Por
Carlos Victor Costa
Era uma vez um reino muito feliz com um rei muito amado.
Tudo estava bem, as pessoas tinham dinheiro, tinham sonhos e seu rei era
ousado, jovem e justo. Mas o tempo passou e as coisas mudaram: as pessoas
deixaram de ter dinheiro, empregos, começaram a se preocupar com seus sonhos e
não eram mais felizes. Enquanto isso, o rei envelheceu, mas continuou fazendo o
que reis geralmente mais gostam de fazer como caçar e se divertir na companhia
de ricos e de gente bonita.
Infelizmente, enquanto caçava elefantes na África (terra
exótica de Simba, O Rei Leão) algo inesperado aconteceu: ele errou o tiro e se
acidentou. Quebrou o quadril, os sonhos das pessoas - e sua imagem de ousado,
jovem e justo
O que parece ser um final triste para um conto de fadas
improvável, é pura verdade. O rei Juan Carlos I da Espanha sofreu um acidente
enquanto caçava elefantes em Botswana, fato que recebeu grande cobertura da
imprensa internacional na semana passada e nos deixou com algumas lições sobre
a gestão de crises durante os tempos difíceis que estamos vivendo. A principal
delas tem a ver com algo que eu ouvi pela primeira vez de Richard Edelman
chamado a 'dialética entre controle e credibilidade'. As instituições e
empresas passam por um momento difícil para administrar essa dialética. Como
manter segredos em segredo, ao mesmo tempo em que se mantém a imagem pública de
uma forma coerente, alinhando a imagem às expectativas dos stakeholders? A
época de crise em que vivemos exige maior sensibilidade das empresas, a fim de
manter as coisas azeitadas na arena pública, algo que, aparentemente, foi
esquecido neste exemplo.

__________

No texto sobre o acidente do rei Juan Carlos I, em que país ele caçava elefantes quando se acidentou?

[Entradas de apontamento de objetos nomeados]

__________

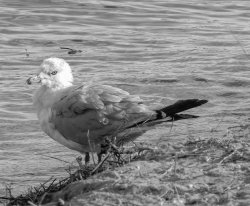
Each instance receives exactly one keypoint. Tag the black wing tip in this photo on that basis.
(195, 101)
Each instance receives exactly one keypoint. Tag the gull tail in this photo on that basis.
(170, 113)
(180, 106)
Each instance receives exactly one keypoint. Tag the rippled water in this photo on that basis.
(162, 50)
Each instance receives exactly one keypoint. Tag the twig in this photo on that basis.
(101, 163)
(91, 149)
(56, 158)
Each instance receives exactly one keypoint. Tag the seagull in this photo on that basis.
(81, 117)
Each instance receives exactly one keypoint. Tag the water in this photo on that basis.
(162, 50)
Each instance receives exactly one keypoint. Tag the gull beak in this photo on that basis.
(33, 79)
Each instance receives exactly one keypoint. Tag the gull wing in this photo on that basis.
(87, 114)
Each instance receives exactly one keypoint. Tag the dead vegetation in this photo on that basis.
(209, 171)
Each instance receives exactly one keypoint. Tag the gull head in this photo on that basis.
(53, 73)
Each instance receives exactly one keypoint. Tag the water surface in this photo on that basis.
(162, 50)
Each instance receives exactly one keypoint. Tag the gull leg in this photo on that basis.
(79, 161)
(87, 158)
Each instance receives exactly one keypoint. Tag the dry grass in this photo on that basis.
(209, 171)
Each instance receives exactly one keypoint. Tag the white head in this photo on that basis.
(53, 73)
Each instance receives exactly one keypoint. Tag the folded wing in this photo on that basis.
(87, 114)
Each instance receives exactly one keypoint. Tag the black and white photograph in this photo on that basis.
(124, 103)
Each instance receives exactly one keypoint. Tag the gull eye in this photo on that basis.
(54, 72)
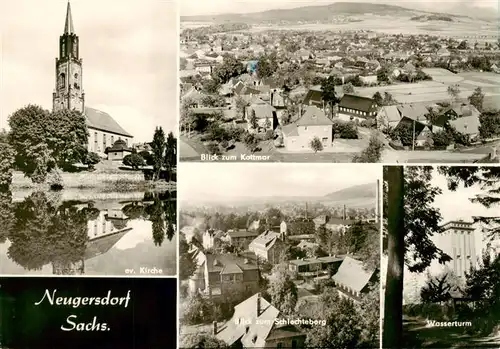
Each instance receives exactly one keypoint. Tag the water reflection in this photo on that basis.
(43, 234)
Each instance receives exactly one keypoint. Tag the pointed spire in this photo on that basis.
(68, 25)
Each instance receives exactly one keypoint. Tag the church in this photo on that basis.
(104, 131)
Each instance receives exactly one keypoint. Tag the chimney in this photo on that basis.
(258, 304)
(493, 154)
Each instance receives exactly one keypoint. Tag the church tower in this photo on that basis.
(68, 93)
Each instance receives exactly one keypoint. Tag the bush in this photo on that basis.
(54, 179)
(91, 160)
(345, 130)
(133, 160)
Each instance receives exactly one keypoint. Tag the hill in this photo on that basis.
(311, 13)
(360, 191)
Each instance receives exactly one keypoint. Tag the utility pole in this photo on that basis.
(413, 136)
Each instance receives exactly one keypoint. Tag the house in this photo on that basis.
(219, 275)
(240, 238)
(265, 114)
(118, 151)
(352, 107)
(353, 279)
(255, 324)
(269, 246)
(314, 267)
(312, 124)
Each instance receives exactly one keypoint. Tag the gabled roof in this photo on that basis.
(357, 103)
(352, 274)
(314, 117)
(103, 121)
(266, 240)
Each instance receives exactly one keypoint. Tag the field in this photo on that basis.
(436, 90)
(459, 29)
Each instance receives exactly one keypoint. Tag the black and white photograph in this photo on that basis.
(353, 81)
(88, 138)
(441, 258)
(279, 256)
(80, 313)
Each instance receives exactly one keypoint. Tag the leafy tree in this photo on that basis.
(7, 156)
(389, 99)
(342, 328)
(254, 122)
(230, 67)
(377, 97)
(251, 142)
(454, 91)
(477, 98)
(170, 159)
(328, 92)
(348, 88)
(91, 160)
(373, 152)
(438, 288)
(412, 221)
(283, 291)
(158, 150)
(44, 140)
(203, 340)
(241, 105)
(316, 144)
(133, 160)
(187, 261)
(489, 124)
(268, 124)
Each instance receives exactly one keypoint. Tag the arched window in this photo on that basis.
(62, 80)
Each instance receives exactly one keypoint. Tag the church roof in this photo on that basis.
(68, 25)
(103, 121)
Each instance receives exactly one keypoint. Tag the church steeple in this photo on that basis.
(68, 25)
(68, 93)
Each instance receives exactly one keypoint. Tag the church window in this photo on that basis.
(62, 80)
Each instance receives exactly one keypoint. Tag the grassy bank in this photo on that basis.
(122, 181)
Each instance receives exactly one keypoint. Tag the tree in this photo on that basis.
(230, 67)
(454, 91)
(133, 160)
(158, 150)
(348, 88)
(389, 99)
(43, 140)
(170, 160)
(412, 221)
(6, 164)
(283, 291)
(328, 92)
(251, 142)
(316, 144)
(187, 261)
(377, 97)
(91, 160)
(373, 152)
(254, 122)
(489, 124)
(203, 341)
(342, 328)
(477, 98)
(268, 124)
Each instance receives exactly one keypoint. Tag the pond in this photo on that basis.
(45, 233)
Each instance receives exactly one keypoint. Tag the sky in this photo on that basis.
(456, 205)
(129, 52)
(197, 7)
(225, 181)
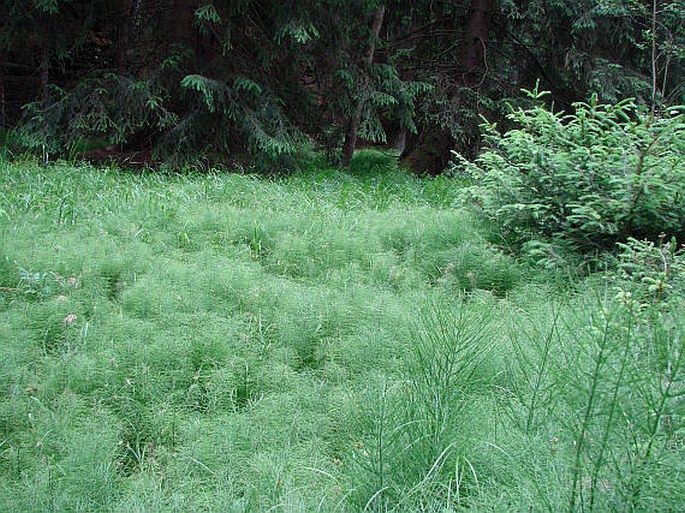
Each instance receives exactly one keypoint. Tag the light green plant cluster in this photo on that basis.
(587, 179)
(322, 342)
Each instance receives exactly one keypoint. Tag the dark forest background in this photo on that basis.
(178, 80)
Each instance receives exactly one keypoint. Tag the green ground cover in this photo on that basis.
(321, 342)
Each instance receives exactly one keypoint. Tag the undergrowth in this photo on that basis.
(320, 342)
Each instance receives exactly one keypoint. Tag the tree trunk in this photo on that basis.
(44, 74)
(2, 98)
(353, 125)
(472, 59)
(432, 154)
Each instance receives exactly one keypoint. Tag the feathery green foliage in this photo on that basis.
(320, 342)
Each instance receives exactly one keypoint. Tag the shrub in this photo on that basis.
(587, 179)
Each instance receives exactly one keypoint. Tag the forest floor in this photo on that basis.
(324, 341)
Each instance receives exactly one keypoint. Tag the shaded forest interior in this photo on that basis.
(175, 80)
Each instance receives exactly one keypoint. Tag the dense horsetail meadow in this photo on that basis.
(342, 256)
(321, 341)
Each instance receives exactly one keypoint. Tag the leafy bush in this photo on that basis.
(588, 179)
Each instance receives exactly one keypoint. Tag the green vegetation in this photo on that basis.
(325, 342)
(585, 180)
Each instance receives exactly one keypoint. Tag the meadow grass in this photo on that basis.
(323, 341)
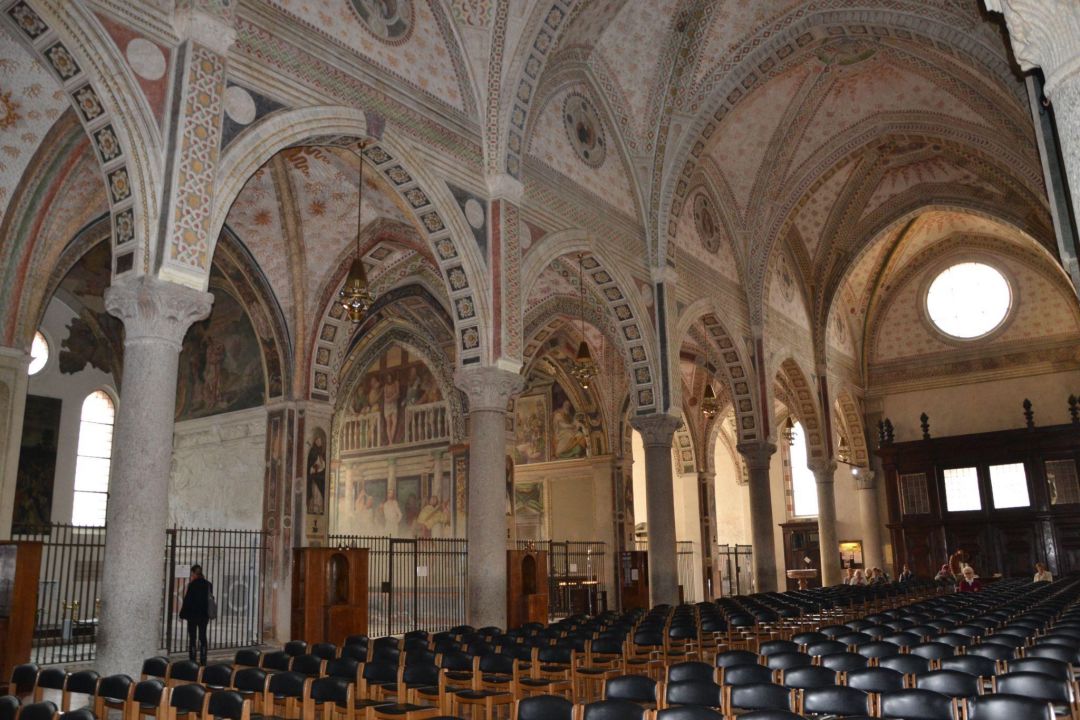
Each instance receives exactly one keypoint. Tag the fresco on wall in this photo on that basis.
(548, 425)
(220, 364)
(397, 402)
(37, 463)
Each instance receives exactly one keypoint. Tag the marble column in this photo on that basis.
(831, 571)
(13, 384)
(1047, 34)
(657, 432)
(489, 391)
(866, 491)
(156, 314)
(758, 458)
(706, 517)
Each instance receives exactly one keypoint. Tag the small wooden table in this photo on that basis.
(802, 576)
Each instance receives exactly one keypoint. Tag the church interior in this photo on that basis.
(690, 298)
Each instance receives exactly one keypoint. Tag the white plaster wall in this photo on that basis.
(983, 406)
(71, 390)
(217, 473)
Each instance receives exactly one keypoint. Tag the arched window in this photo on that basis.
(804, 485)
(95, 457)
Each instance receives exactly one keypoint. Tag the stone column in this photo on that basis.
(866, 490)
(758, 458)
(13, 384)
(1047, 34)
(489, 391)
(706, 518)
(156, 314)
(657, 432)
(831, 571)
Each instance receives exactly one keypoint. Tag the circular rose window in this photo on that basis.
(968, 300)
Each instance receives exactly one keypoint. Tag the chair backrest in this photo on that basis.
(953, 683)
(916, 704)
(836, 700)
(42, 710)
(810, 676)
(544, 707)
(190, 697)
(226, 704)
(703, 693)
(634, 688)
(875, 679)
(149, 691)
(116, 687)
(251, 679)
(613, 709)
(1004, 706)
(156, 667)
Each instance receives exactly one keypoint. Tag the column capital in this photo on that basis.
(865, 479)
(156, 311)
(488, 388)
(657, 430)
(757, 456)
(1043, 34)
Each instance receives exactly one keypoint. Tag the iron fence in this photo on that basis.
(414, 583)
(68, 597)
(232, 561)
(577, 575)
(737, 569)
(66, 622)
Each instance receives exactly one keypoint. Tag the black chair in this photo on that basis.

__________

- RESULTADO DO EXERCÍCIO -
Em Botswana.